Begin DOCUMENT
By Amanda, Disney’s Cheapskate Princess.
Not everyone stays in a Deluxe Disney Resort, because not everyone can afford or even justify it. My family pulled up to an inexpensive hotel in Orlando several years ago to groans and cries from my kids, “We can’t be staying here!” While I was not planning to spend a lot of time in the hotel room, I still didn’t take this accommodations mutiny very well. “You’re on vacation, and lots of people are not. Just be glad you’re here,” I growled, wondering what sort of ingrates I was raising.
It goes beyond how some people are not going on vacation to Orlando now, because some people have never been on vacation to Disney, and some never will. Disney vacations are fabulously memorable and incredibly pricey, and there are life skills you can teach your kids before and during your vacation.
Today’s life lesson with a Disney spin is to be appreciative.
I teach 250 different public high school students each year, and when I ask them to raise their hand if they have ever been to Disney World or Disneyland, the total is about 5% of the class. It is certainly not my imagination that there is a look of envy toward those kids who have. When I ask my 11 and 13-year-old sons how many of their friends ever mention going to Disney, the answer through the years has been a small handful.
Teach your kids to appreciate where you stay, the food you eat, the view you have, even if it’s not really the one you wanted deep down. We can’t all stay in Deluxe Resorts, eating character meals twice a day, toting our Disney Dooney & Bourke handbags over for our reservation at Le Cellier. Some of us had better be glad we made it to Disney at all. Encourage your children to appreciate the Disney magic for what it is… an amazing opportunity that not every child gets.
End DOCUMENT
Begin AVAILABLE DATA
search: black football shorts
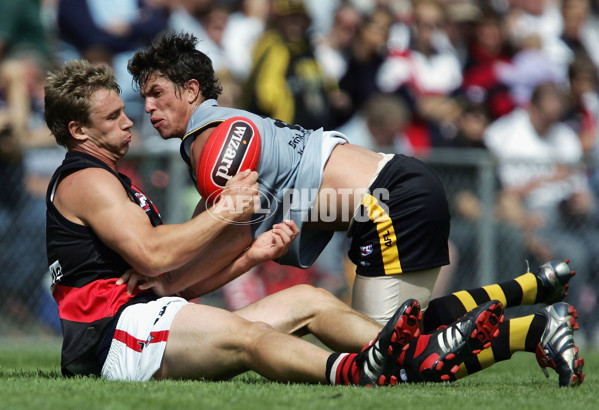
End AVAILABLE DATA
• **EXERCISE SET**
1 – Please summarize the article in two sentences.
2 – Return the passage of the article from "By Amanda, Disney’s" up to and including "I was raising.".
The listing has no part in this work.

• **SOLUTION SET**
1 – The article recounts the author's children complaining about an inexpensive Orlando hotel and argues that, because Disney vacations are costly and many people never get one, parents should teach their kids to be appreciative. It notes that only about 5% of the author's high school students have been to Disney World or Disneyland and urges children to value where they stay, what they eat, and the chance to visit at all.

2 –
By Amanda, Disney’s Cheapskate Princess.
Not everyone stays in a Deluxe Disney Resort, because not everyone can afford or even justify it. My family pulled up to an inexpensive hotel in Orlando several years ago to groans and cries from my kids, “We can’t be staying here!” While I was not planning to spend a lot of time in the hotel room, I still didn’t take this accommodations mutiny very well. “You’re on vacation, and lots of people are not. Just be glad you’re here,” I growled, wondering what sort of ingrates I was raising.